Directions =
1. According to the Dumplin' review, who plays Willowdean's mother?
2. Retype the Dumplin' review from "I got a bunch" up to and including "the apartment, actually).".

Page text start

Take The Cake: Is Dumplin’ About Self-Acceptance Or Assimilation?

Screenshot Netflix.com

Screenshot Netflix.com

The reviews for the new Netflix movie Dumplin are alight with the phrase “self-acceptance,” but I had a very different take-away from the film. Dumplin’ stars crush-worthy Danielle Macdonald as Willowdean, a plus size teen who competes in a beauty pageant in hopes of making a personal and political statement. Her plans quickly turn, however, and she begins to question her relationship to her friends, her love interest and her mother, played by Jennifer Aniston.

 I got a bunch of delighted, excited texts about Dumplin’ from friends before I got a chance to watch it. So I was excitedly anticipating Dolly Parton, queer characters and, yes, seeing Danielle Macdonald on screen again (I loved her in the 2017 film Patti Cake$). In preparation for our movie night last week, my beloved house guest, Rebs, and I made a shaker lemon pie, got dark chocolate, opened a bottle of red wine, and sat down in my tiny living room filled with the piney smell of the tiny Christmas tree we just couldn’t give up (it’s still in the apartment, actually).

I know I can be a lil’ bit of of a stick-in-the-mud stink-face feminist, but this movie did warm my heart and inspire a bunch of aww’ing. I loved singing along to “9-5.” I loved Aunt Lucy. I loved Willowdean. I loved the scene where Bo touches her back fat when they share their first kiss. I loved the drag queens (even though I agreed with Kyle Turner’s recent observation in the New York Times that drag queens often play second fiddle to straight women and are written into scripts to “prod these films and shows, which are all about performers and performances, to work out what ‘real’ and ‘authentic’ mean, sometimes at the cost of the drag stars.” Dumplin’ is absolutely a win for fat representation — with not just one but two fat characters, each with different relationships to the beauty pageant and the general status quo. And, yes, I also loved that weight-loss was not the conclusion of this film.

Page text end
Entries provided start

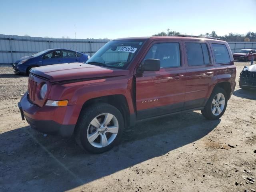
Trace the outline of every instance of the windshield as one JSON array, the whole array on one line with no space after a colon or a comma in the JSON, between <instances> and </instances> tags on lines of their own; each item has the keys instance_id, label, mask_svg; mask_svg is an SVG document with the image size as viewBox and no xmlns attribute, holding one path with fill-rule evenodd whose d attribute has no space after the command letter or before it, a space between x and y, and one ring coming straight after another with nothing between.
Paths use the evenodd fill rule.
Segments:
<instances>
[{"instance_id":1,"label":"windshield","mask_svg":"<svg viewBox=\"0 0 256 192\"><path fill-rule=\"evenodd\" d=\"M142 40L116 40L105 44L87 62L88 64L124 68L137 54Z\"/></svg>"},{"instance_id":2,"label":"windshield","mask_svg":"<svg viewBox=\"0 0 256 192\"><path fill-rule=\"evenodd\" d=\"M244 50L243 49L241 49L239 51L238 51L238 53L249 53L249 51L248 50Z\"/></svg>"},{"instance_id":3,"label":"windshield","mask_svg":"<svg viewBox=\"0 0 256 192\"><path fill-rule=\"evenodd\" d=\"M38 52L36 54L34 54L34 55L31 56L33 57L38 57L38 56L40 56L40 55L42 55L44 53L45 53L46 52L48 52L48 51L49 50L44 50L44 51L40 51L40 52Z\"/></svg>"}]
</instances>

Entries provided end

Expected results =
1. Jennifer Aniston

2.
I got a bunch of delighted, excited texts about Dumplin’ from friends before I got a chance to watch it. So I was excitedly anticipating Dolly Parton, queer characters and, yes, seeing Danielle Macdonald on screen again (I loved her in the 2017 film Patti Cake$). In preparation for our movie night last week, my beloved house guest, Rebs, and I made a shaker lemon pie, got dark chocolate, opened a bottle of red wine, and sat down in my tiny living room filled with the piney smell of the tiny Christmas tree we just couldn’t give up (it’s still in the apartment, actually).